» WORK INSTRUCTION
Apart from the pictures, every entry should be reproduced exactly.
########
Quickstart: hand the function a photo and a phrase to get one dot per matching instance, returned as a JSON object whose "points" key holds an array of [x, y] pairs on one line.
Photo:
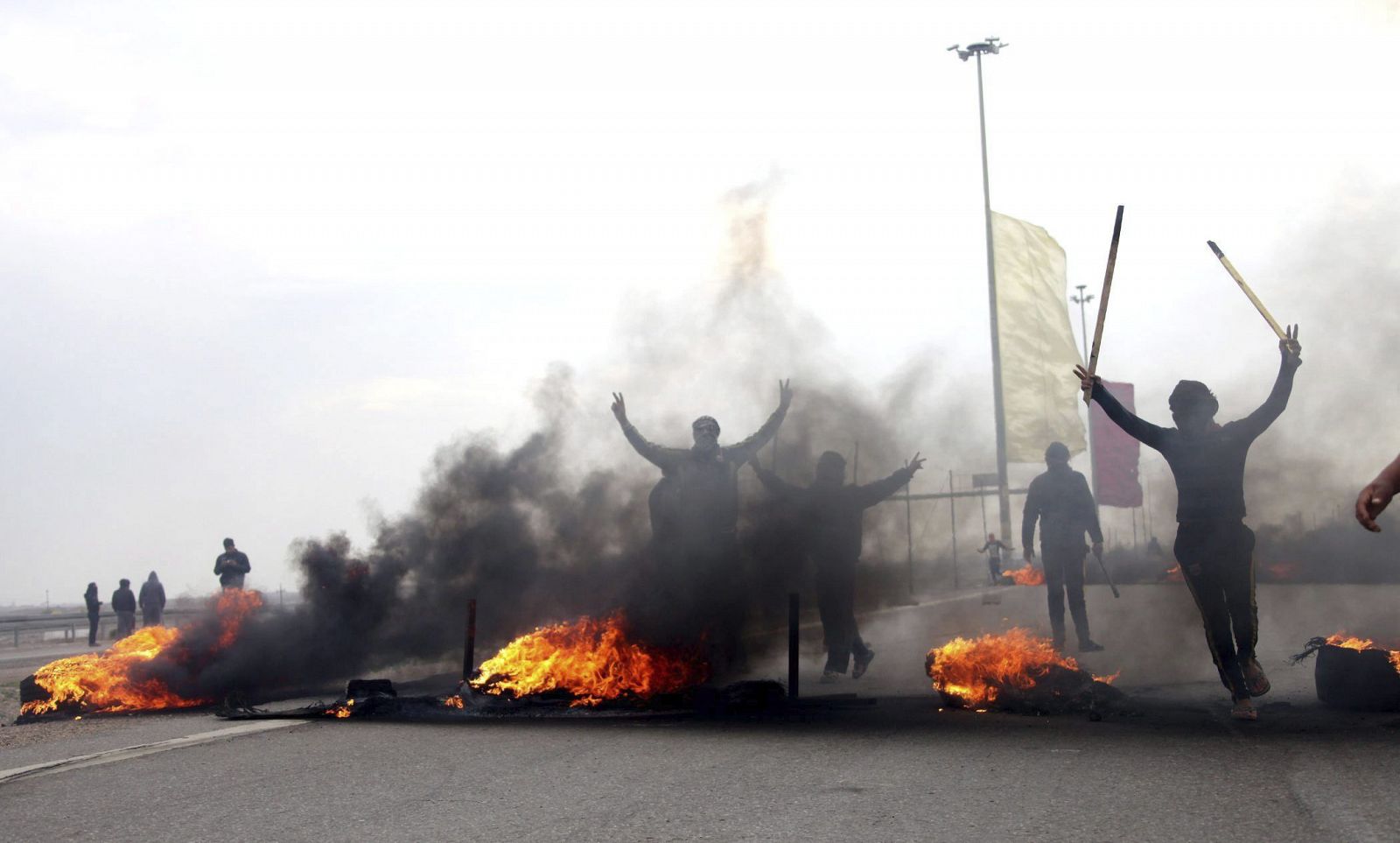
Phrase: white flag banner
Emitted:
{"points": [[1038, 350]]}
########
» RESULT
Quickstart: hand the function a photo and a phrase to get one dot per matching instance, returned as a JSON object whose "points" key holds an array of [x, y] pairs on one line.
Photo:
Phrase: white flag banner
Emitted:
{"points": [[1038, 350]]}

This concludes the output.